• Your instructions
Format the listing, starting at the line that contains "query: the noun phrase to segment: tan stucco" and ending at the line that contains "[[[41,121],[41,164],[66,166],[66,120]]]", as a two-column CSV with the headers input and output. Each row should pair a text with its answer, with each in a single quoted field and line breaks replaced by spaces.

[BEGIN]

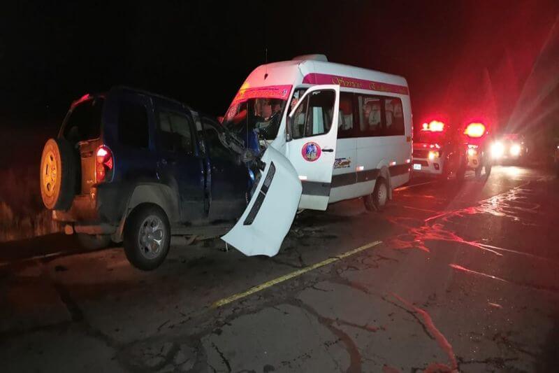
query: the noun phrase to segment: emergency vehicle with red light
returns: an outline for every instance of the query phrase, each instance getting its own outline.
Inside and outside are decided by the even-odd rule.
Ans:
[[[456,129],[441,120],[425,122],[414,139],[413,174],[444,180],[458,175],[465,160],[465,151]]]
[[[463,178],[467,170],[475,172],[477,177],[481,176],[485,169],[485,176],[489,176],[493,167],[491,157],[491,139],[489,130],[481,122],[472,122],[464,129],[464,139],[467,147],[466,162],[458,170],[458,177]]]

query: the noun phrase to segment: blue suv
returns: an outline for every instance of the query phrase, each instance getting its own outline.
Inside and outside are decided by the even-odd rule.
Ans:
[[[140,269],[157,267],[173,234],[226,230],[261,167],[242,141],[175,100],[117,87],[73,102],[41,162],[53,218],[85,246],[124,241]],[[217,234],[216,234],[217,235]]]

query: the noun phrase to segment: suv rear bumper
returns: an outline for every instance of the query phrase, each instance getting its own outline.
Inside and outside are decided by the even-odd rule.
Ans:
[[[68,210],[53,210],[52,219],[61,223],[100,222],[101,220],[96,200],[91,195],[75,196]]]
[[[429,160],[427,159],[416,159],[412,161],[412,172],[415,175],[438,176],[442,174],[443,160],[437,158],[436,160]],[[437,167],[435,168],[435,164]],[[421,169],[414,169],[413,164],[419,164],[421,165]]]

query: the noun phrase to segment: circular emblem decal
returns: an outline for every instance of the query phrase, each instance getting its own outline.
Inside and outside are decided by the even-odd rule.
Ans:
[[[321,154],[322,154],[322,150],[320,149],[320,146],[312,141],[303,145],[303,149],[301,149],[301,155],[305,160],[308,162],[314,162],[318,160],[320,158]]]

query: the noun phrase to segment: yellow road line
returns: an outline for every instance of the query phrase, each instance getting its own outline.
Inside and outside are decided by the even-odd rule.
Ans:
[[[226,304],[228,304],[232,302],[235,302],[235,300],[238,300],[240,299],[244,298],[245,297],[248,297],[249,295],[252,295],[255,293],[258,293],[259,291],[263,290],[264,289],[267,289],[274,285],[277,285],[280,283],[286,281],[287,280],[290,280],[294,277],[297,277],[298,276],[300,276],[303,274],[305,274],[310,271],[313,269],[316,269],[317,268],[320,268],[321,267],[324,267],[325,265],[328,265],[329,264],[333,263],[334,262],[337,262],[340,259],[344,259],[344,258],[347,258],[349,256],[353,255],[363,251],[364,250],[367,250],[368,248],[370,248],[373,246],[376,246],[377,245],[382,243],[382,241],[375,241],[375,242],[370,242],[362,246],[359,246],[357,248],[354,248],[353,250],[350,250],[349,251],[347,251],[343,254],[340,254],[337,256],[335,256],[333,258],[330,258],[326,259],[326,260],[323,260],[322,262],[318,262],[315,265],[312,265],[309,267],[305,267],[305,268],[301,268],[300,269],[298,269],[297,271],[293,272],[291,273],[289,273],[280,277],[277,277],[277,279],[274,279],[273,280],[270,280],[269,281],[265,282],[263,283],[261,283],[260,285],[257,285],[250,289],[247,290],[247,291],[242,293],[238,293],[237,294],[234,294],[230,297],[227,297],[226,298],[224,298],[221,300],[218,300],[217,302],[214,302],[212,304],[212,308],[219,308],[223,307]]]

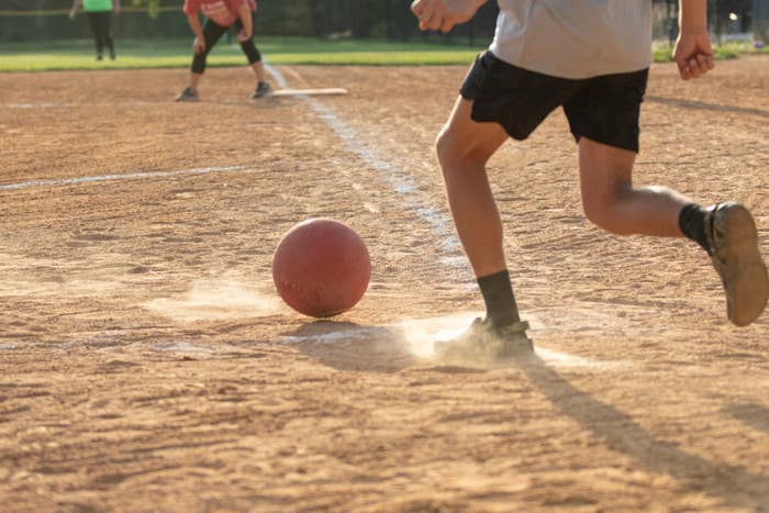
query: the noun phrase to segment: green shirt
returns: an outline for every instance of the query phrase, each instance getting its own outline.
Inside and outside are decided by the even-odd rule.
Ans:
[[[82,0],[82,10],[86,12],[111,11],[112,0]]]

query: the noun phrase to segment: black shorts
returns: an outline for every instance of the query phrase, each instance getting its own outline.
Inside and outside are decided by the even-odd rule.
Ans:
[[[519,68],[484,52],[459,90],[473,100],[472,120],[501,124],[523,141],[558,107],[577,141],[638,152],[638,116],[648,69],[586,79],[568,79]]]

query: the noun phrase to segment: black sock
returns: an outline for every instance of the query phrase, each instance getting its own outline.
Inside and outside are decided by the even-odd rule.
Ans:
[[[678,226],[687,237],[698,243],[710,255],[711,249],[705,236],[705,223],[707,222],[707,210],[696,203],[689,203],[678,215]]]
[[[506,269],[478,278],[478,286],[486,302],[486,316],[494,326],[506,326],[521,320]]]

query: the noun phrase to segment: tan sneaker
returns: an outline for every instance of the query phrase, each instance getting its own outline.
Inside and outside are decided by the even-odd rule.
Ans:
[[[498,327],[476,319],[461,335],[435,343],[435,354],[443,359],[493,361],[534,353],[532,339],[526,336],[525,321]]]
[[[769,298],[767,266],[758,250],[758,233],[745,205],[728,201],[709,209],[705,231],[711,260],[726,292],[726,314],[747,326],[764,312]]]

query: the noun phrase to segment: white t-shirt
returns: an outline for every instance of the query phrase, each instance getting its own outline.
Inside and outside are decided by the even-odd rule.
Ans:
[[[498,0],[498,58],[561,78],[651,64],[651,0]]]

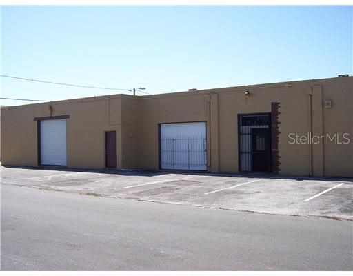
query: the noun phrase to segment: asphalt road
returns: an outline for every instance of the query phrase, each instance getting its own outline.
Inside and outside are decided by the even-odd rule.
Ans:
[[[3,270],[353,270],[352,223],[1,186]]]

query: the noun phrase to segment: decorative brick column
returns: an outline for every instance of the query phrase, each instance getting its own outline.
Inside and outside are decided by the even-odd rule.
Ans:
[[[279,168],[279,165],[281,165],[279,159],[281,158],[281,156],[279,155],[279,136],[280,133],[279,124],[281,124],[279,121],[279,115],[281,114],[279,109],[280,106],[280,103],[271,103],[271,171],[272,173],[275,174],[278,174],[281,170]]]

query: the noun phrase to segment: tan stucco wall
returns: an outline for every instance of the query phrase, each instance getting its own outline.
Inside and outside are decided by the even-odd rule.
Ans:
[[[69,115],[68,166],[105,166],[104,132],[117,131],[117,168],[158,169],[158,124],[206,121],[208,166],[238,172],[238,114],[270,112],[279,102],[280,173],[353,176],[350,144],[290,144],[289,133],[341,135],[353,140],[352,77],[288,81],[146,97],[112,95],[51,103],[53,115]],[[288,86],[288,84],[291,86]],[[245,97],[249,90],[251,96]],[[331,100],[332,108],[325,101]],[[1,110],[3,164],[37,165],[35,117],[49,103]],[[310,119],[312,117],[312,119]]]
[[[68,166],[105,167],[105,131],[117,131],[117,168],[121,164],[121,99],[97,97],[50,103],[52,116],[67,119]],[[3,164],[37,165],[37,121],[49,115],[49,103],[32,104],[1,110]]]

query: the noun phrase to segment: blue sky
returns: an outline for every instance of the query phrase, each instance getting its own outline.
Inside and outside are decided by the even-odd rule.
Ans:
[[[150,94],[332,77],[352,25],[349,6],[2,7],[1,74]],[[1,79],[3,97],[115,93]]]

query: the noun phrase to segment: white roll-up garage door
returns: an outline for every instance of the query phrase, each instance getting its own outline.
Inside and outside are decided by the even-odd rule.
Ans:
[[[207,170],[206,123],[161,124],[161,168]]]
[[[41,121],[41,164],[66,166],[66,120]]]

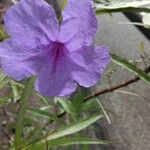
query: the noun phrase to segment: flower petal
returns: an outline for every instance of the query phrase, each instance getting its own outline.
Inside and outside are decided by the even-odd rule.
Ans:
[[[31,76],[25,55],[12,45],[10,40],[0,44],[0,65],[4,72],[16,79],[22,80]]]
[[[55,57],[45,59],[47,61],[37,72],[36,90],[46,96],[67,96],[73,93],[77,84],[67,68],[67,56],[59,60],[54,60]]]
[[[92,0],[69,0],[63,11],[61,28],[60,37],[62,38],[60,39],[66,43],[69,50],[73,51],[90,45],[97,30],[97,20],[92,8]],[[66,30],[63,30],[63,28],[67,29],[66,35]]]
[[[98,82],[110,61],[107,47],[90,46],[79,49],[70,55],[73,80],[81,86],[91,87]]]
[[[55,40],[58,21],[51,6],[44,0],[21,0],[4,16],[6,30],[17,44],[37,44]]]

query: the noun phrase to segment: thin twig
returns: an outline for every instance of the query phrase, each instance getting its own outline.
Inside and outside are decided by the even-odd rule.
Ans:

[END]

• Expected answer
input,output
"query: the noun phrase to segment: tan stucco wall returns: an outline for every instance of the query phrase, each instance getting its own outline. Inside and outside are decided by the even-odd rule. Ans:","[[[69,115],[68,166],[105,166],[104,132],[117,131],[117,168],[158,169],[158,124],[206,121],[208,166],[238,172],[238,114],[270,112],[279,102],[280,173],[353,176],[350,144],[290,144],[289,133],[341,135],[353,140],[352,77],[288,81],[146,97],[112,95],[51,103],[53,115]],[[288,86],[288,84],[291,86]],[[245,97],[249,90],[251,96]],[[331,100],[332,108],[325,101]],[[1,110],[3,164],[37,165],[35,117],[49,103]],[[310,119],[312,117],[312,119]]] [[[68,166],[105,167],[105,131],[117,131],[117,168],[121,164],[121,99],[97,97],[50,103],[52,116],[67,119]],[[3,164],[37,165],[37,121],[49,115],[49,103],[32,104],[1,110]]]"
"query: the noun phrase to segment: blue sky returns: an outline for every instance of the query phrase, each instance getting its own outline. Inside and outside are decided by the even-odd rule. Ans:","[[[150,94],[332,77],[352,25],[349,6],[2,7],[1,74]],[[1,79],[3,97],[115,93]]]"
"query: the noun phrase to segment: white roll-up garage door returns: an outline for every instance of the query phrase, each instance getting its own outline. Inside and outside are decided by the even-odd rule. Ans:","[[[207,170],[206,123],[161,124],[161,168]]] [[[41,121],[41,164],[66,166],[66,120]]]"